Source extract —
====================
Okay, so this one might be more confession than review, but stick with me.
First, there are some things you should know about me and if you’ve been following me on this blog or on Twitter, you’ve probably had some inkling of for a while. First of all, I am not a professional critic. Second, I’m also not really a “fairy tale scholar”. When people have called me such online, I’ve generally rejected it and replied that I’m “just a fan”. This is for a variety of reasons. Lastly, I’m not particularly fond of reading the works of people who are considered fairy tale scholars. I’m really more of a fiction reader. Also, when I have tried to read the works of scholars, I felt like they were trying to tell me what to think about a story when I’d rather read the story myself and come to my own conclusions. I’ve tried, but I’ve never really enjoyed reading them. Really, I’m just a guy with a library school degree, a pastime telling stories, a lot of opinions and a platform on which to express them. Just thought you should keep these things in mind as you read forward.
So, a few months ago, I get contacted by a PR person at Princeton University Press asking me if I want to read and review the new book by Jack Zipes: The Sorcerer’s Apprentice. Now, at first glance this book doesn’t seem like the kind of thing that I would go for. For one, it’s by Jack Zipes. I’ve already said I don’t care much for reading scholarly works. But also because Zipes has become the face of the scholarly, anti-Hollywood view of fairy tales. If you have “OMG! Disney!” on one side, then you have Zipes on the other. And though I haven’t brought it up much, I have just as much of an issue with the anti-Disney contingent as I do with the Mouse itself. Mainly in the sense that Hollywood is what’s been keeping many of these tales alive and that whether we like it or not, a Hollywood movie getting adapted from a story is often a mark of a story or property gaining legitimacy in our current culture. The other issue is that it was a collection based around stories of a certain tale type, and I usually don’t read those. Most of the collections I read are regional (Japanese Tales, Folk Tales of the British Isles, Latin American Folktales, etc).
But still, this was Princeton University Press! Most of the people who actually ask me to review books for them are either small publishers or people who self-publish. Some stuff, like the stuff made by World Weaver Press, isn’t bad. But so much other stuff is. I’ve read so many stories where people think “fairy tale” just means throwing any fantasy concept in there or that it’s an excuse to write stories about cotillions and petticoats. But Princeton University Press felt like something major and serious. It felt like I had hit the big time. So, I agreed to it. Should I have? I’m not sure.
====================
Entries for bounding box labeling
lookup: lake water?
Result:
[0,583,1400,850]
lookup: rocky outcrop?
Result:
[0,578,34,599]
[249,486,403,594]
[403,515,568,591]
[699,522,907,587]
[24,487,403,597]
====================
Given instruction A — Print the passage of the blog post starting at "But still, this" and ending at "I’m not sure.".
Given instruction B — For each statement, answer yes or no according to the blog post, and quote the words that decide it: (i) The writer is a professional critic. (ii) A PR person at Princeton University Press asked the writer to review the Jack Zipes book. (iii) Most of the collections the writer reads are organized by tale type.
The entries above are separate material and have no connection to the blog post.

Output A —
But still, this was Princeton University Press! Most of the people who actually ask me to review books for them are either small publishers or people who self-publish. Some stuff, like the stuff made by World Weaver Press, isn’t bad. But so much other stuff is. I’ve read so many stories where people think “fairy tale” just means throwing any fantasy concept in there or that it’s an excuse to write stories about cotillions and petticoats. But Princeton University Press felt like something major and serious. It felt like I had hit the big time. So, I agreed to it. Should I have? I’m not sure.

Output B —
(i) No: "First of all, I am not a professional critic."
(ii) Yes: "I get contacted by a PR person at Princeton University Press asking me if I want to read and review the new book by Jack Zipes"
(iii) No: "Most of the collections I read are regional"